PASSAGE TO READ:
In Helsinki Finland the subway train was built 150 feet underground into solid granite - this is the hardest rock, bedrock, and totally impregnable by cellphone radio signals (and was intended to provide Helsinki residents nuclear fallout shelter in case of Soviet nuclear attack) - yet as you descend deep into the bedrock on those long escallators, you have perfect cellular coverage on all three networks. All the way to the subway platform. And in the train as it speeds through the subway tunnel. Still perfect cellular coverage. A Finnish teenager talks to her friend here, a grandmom chats to her friend over there, while the businessman is clearly talking to a colleague seated a bit further. All 100% cellular coverage so deep underground a direct nuke won't get you. But Finnish carriers provide perfect cellular coverage.
In South Korea if you happen to find a location in Seoul the capital, in any building, anywhere, that your call drops - you call your carrier the moment you get network coverage in the room next door and report this gap in the cellular coverage. The carriers take it as a matter of honor to have that fault fixed by tomorrow. By tomorrow! Even on a Sunday. How many times have American customers complained about the network coverage of a given area time and again, to no avail. Its a total different mindset to coverage.
All advanced mobile telecoms markets have the equivalent of perfect cellular coverage, just about anywhere you might find people - and indeed in very much of the wilderness where you won't find many people - Finland's forests - some of the world's largest continuous forests - are managed via cellular networks (???) - each tree individually tagged by GSM/GPS chip. This is true. A million individual trees typically for a given forest management company, each tree individually tagged and tracked, when they then are felled for the timber industry. North American cellular carriers offer the worst network coverage in the western world, and the USA and Canada are the only two remaining developed countries where network coverage is an argument for selecting a network/carrier. Yes, you read it right - in no other developed country, is the network coverage a relevant competitive argument anymore (except for new networks, obviously, where the national regulator has recently awarded a new network license, and the newcomer network is still being built).

RECORDED INFORMATION:

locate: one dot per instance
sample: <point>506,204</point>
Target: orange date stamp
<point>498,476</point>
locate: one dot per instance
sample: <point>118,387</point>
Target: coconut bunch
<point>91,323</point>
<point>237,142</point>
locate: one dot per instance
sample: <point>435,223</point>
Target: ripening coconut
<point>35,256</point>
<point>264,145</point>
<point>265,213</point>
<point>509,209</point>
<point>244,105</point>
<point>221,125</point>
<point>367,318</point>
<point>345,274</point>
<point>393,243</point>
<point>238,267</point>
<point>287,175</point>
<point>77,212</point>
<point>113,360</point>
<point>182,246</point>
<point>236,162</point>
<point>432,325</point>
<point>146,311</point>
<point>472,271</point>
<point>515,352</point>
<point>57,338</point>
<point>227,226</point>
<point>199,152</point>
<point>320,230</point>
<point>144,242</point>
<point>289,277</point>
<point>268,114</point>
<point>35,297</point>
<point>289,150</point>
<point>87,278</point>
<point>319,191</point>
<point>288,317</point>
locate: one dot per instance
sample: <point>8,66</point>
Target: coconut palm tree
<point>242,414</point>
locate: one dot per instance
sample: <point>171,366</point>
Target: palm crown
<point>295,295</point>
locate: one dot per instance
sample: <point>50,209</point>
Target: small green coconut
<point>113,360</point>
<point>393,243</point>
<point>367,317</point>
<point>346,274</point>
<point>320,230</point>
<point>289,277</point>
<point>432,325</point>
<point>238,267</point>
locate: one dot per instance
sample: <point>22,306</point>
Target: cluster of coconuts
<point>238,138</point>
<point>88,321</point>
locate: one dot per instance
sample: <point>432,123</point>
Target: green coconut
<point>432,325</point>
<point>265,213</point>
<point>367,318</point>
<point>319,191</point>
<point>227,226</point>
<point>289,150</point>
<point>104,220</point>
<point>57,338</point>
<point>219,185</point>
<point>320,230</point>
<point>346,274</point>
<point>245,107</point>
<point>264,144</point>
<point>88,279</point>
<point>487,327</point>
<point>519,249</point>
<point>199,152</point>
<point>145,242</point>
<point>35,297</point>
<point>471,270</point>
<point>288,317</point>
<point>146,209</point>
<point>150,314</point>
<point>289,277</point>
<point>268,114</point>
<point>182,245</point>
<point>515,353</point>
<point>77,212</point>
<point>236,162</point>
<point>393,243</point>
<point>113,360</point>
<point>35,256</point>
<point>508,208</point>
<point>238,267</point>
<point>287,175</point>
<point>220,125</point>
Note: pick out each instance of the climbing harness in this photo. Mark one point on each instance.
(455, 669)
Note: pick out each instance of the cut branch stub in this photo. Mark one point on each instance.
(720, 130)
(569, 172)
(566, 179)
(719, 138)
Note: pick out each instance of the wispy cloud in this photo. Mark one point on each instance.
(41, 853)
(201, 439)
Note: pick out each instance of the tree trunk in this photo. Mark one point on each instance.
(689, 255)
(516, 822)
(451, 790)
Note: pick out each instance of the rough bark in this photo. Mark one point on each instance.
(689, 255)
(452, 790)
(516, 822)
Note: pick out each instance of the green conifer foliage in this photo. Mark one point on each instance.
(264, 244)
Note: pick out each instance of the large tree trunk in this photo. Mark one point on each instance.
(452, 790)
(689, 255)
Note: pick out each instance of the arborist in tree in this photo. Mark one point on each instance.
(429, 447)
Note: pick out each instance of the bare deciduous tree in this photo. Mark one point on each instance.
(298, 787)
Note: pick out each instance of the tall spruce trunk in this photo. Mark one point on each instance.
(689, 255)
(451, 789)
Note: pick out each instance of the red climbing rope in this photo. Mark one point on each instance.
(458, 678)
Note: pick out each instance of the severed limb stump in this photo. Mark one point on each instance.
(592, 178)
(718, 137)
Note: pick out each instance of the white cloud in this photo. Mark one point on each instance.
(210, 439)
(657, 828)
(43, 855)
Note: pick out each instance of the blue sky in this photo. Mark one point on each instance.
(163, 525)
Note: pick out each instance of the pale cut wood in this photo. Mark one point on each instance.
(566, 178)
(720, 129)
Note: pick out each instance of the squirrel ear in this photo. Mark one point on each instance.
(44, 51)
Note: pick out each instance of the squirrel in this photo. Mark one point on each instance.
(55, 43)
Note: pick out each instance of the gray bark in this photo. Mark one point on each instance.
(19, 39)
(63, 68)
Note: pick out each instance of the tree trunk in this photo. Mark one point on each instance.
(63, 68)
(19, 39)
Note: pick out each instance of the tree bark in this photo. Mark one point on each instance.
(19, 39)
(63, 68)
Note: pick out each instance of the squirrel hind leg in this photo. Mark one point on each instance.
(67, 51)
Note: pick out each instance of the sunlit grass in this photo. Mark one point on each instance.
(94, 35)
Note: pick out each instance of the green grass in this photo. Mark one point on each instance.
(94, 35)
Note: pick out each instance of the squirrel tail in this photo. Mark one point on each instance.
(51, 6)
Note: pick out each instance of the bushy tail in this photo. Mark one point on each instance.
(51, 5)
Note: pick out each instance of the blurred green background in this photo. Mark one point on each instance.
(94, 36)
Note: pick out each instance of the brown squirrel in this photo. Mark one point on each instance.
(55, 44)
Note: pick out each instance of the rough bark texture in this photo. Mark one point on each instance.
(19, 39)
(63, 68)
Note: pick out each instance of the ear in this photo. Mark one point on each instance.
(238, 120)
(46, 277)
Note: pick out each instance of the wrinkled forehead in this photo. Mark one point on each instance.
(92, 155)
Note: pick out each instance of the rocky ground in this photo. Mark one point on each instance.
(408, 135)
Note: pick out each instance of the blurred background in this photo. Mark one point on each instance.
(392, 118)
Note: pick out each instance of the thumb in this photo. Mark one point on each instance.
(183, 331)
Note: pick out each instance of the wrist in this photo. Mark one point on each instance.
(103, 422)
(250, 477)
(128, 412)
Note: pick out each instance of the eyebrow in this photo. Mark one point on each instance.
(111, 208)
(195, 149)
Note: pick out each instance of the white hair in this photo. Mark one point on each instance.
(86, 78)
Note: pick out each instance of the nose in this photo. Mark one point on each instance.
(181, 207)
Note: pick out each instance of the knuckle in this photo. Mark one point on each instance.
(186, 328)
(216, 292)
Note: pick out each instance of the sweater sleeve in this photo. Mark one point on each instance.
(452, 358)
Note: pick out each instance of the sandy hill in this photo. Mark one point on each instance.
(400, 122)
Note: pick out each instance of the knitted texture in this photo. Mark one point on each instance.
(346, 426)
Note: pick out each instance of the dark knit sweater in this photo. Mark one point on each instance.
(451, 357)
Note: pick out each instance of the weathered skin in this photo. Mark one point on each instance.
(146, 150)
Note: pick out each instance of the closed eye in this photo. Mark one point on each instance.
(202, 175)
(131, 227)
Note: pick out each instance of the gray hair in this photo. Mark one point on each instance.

WRITTEN TASKS:
1. According to the text on cellular coverage, how far underground was the Helsinki subway built?
2. Write the next part of the text on cellular coverage, starting after its last sentence.
The records are not needed for this work.

TASK RESPONSES:
1. It was built 150 feet underground, into solid granite.

2.
Again why relevant? American consumers have the mistaken notion, that a protruding "external" antenna on the cellphone is more receptive - that this helps with bad networks - than a fully enclosed internal antenna. Technically there is no benefit of the design to show a bit of the antenna, it is only a cosmetic factor, and a feel-good factor when the American cellular networks are so bad with dropped calls. For all other markets, those American style handsets with stubby antennae are ugly and old-fashioned. A small thing, but when you have the device in your pocket, that antenna gets stuck etc. This is a non-issue in the rest of the world. And almost all current global models of cellphones from Nokia, Samsung, SonyEricsson and LG have fully internal antennae.
There is still more. The multiple subscription. Ten years ago no country had even 10% of the total national cellphone penetration as multiple subscriptions. Last year the global average was 28% of all cellphone accounts were second or third subscriptions (and America about 15%). In Western Europe, half of all cellphone owners have two or more subscriptions (and most of the time this means two or more phones as well). That is how we get the over 100% per-capita cellphone penetration levels in over 50 countries, and the high end today such as 130% in Hong Kong, Taiwan, Israel, Italy etc - which is still growing by the way. Where did we observe the second subscription first? In Finland nine years ago. It is of course much more than that. For the employed young adults, they WANT to have two or more phones. It is a sign of ultimate cool, having two phones. Being "important". But in America the ten percent multiple cellphone ownership level was reached only two years ago. Again a radical concept (why on earth would anyone want two phones - especially if there is no difference in the high quality of network coverage?). This is totally relevant to both carriers (absolute churn vs partial churn) and of course handset makers - sell one phone on Sprint now, sell another phone on Verizon next year, etc.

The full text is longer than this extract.